- [What to do]: Show all lines of the listing that hold the word "below".

- [Given entries]:
|---|

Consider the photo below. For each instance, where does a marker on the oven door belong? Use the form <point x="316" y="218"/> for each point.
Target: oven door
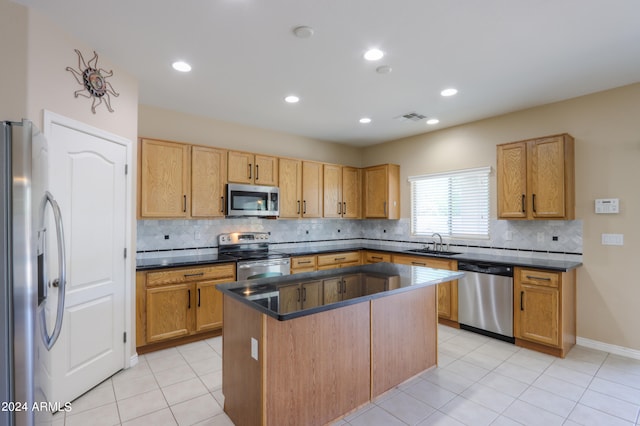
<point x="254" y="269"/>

|---|

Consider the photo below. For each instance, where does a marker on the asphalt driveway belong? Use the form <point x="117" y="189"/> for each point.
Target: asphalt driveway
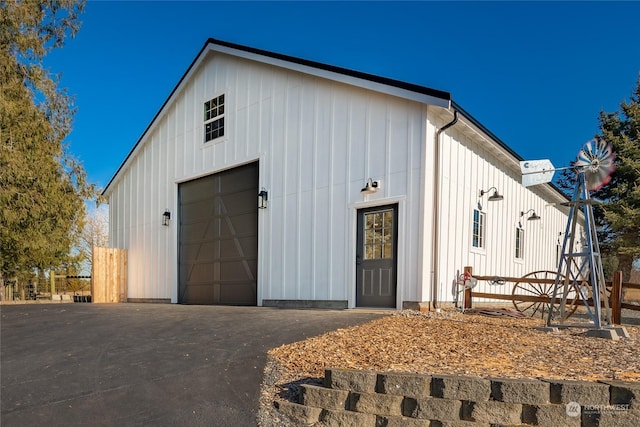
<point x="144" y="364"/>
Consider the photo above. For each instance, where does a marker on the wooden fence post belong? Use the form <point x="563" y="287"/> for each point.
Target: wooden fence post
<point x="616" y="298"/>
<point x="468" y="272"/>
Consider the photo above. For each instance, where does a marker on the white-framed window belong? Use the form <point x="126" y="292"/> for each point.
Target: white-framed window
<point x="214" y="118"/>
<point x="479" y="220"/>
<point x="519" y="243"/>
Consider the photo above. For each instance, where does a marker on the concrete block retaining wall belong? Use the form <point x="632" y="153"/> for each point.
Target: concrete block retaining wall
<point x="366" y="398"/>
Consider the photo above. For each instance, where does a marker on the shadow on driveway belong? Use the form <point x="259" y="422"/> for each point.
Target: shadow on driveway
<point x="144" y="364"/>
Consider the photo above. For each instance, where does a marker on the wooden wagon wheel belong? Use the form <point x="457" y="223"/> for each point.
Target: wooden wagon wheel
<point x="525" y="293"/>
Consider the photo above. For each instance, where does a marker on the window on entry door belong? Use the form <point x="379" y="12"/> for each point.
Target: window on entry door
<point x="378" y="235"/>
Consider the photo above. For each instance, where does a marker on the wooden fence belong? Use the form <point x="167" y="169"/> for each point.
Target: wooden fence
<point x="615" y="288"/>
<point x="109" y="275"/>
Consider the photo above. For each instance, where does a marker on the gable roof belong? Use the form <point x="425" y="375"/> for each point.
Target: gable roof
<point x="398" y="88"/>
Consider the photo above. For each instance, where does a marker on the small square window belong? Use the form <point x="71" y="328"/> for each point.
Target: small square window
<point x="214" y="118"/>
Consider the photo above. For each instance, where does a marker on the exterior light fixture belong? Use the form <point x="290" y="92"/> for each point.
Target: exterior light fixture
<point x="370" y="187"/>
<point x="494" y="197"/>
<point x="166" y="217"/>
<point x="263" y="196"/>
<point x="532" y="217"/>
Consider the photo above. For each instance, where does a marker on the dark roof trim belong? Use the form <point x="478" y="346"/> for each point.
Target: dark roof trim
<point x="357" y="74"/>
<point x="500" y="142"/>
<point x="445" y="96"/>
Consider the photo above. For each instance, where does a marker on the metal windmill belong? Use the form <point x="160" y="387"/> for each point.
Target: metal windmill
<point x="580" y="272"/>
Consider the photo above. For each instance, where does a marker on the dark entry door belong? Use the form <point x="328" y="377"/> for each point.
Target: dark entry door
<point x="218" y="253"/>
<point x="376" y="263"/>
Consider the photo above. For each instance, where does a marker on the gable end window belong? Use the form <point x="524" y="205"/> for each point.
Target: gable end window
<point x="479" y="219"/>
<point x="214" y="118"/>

|---|

- [Task output]:
Consider the photo below. For each instance, where does a marker on the oven door belong? Use the form <point x="316" y="218"/> for each point.
Consider the photo below. For each instance, where does a marker on the asphalt driveway belong? Use the form <point x="117" y="189"/> for each point.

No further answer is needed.